- **EXTRAIT**:
# # # # # # #

« Qui est ma mère ? Qui sont mes frères ? … Celui qui fait ce que veut mon Père qui est dans les cieux est mon frère, ma sœur ou ma mère ».
Cette remarque apparemment très dure du Christ qui a l’air de renier sa propre famille et que l’on retrouve dans les trois synoptiques (Matthieu 12, 46-50 ; Marc 3, 31-35 ; Luc 8, 19-21) n’est-elle pas une mise en garde contre la tentation de fétichiser ou d’idolâtrer des êtres humains sous prétexte que l’on a un lien étroit, humain, terrestre, avec eux? Ce fétichisme, cette idolâtrie pourrait contribuer à détourner de la foi en le seul Dieu qui doit seul être adoré et aimé comme tel.

# # # # # # #

- **DONNÉES FOURNIES**:
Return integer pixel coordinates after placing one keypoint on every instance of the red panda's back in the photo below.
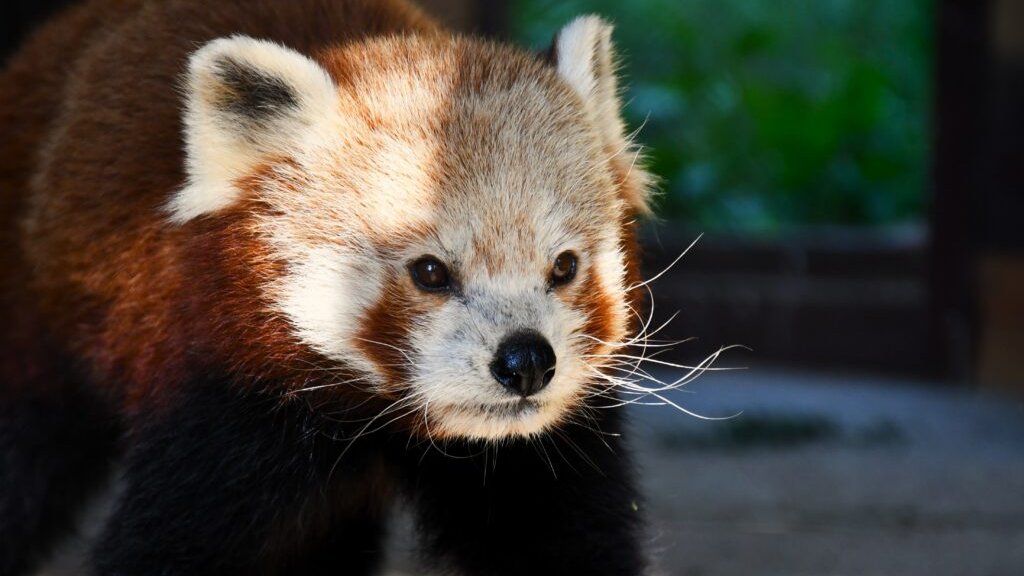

# # # # # # #

- **À FAIRE**:
1. Transcrivez le passage de l'extrait qui débute aux mots « Cette remarque apparemment » et s'arrête après « aimé comme tel. ».
2. Reprenez l'extrait sur la parole du Christ au sujet de sa famille et prolongez-le à partir de sa dernière phrase.
Les données constituent un ensemble distinct de l'extrait.

- **RÉSULTATS PAR TÂCHE**:
1.
Cette remarque apparemment très dure du Christ qui a l’air de renier sa propre famille et que l’on retrouve dans les trois synoptiques (Matthieu 12, 46-50 ; Marc 3, 31-35 ; Luc 8, 19-21) n’est-elle pas une mise en garde contre la tentation de fétichiser ou d’idolâtrer des êtres humains sous prétexte que l’on a un lien étroit, humain, terrestre, avec eux? Ce fétichisme, cette idolâtrie pourrait contribuer à détourner de la foi en le seul Dieu qui doit seul être adoré et aimé comme tel.

2.
Nos trois religions monothéistes, le judaïsme, le christianisme et l’ islam, sont tombées dans le piège du fétichisme (ou de l’idolâtrie) en rapport notamment avec tout ce que nous qualifions de « Lieux, personnes ou choses saints» ; c’est la cause de terribles malheurs. Le Christ savait le mal horrible que ferait notre triple fétichisme, la haine, les martyrs et les guerres que cela déclencherait. Il nous a mis en garde contre toute tentation de considérer que certains humains, certains lieux, certaines choses étaient « élus », saints, mis à part, car Il savait bien que cette tentation dégénérerait toujours en recherche de pouvoir et de domination. Les pires guerres sont les guerres de religion où les belligérants veulent chacun récupérer pour soi Dieu donc un fétiche de Dieu.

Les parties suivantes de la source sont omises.